======== Text for analysis

This is the set with Robert Pete Williams singing "Levee Camp Blues" and you begin to hear a siren and a dog barking in the distance. Whew
 
I wouldn't look to Dylan for anything other than folky 60s rehash- but Patton was the real stuff. Look to R. Crumb for great illustrated histories of the early blues and country musicians. Patton wasn't recorded until way late in his life, but the stories tend to agree that he was the greatest of his time. Of course, he was probably in a few knife fights and slept outside a lot and thus didn't have time to become a teenage rock star.:rolleyes:
 
Richard -- W, I didn't mean that Williams and Lovecraft were connected. It was Derbyshire's piece on Williams, though, that seems to have introduced me to the phrase; a phrase that has helped me get an angle on Lovecraft that is away from the simple pulp weird fiction category, and helped me to consider whether one can think of him in connection with a bygone, unfamiliar-yet-familiar, strange America -- a way that might yield more interesting insights than the well-mined themes of "cosmicism" and so on. Perhaps that's why, a while back, I threw out something about Lovecraft and the great Joseph Mitchell (Up in the Old Hotel). I like (so to speak) to put two or more authors side by side and see if they "talk" to one another. Even if their "conversation" might not last very long, it might be a more interesting one for an old hand (40 years) like me than the more familiar "conversation" "between" or about HPL and Blackwood et al. At the very least, when I associate Lovecraft stories such as "The Picture in the House" with some of the old songs, I feel like that helps me appreciate it a little more.

================

> Exercise aim:
Do these three statements agree with the text above? Answer yes or no for each and quote the words that decide it. 1. In the set with Robert Pete Williams singing "Levee Camp Blues," a siren and a barking dog can be heard. 2. Patton was recorded early in his life. 3. The third post claims that Williams and Lovecraft were connected.

======== Dataset excerpt

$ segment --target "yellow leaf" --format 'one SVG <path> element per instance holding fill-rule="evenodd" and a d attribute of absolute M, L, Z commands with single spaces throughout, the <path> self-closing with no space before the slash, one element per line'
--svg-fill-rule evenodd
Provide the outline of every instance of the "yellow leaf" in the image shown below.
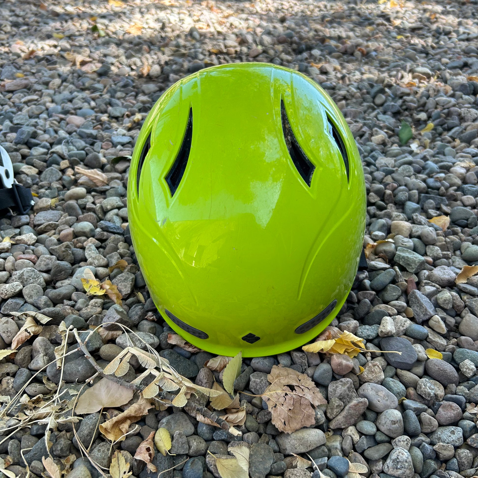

================

> Solution:
1. Yes: "you begin to hear a siren and a dog barking in the distance"
2. No: "Patton wasn't recorded until way late in his life"
3. No: "I didn't mean that Williams and Lovecraft were connected"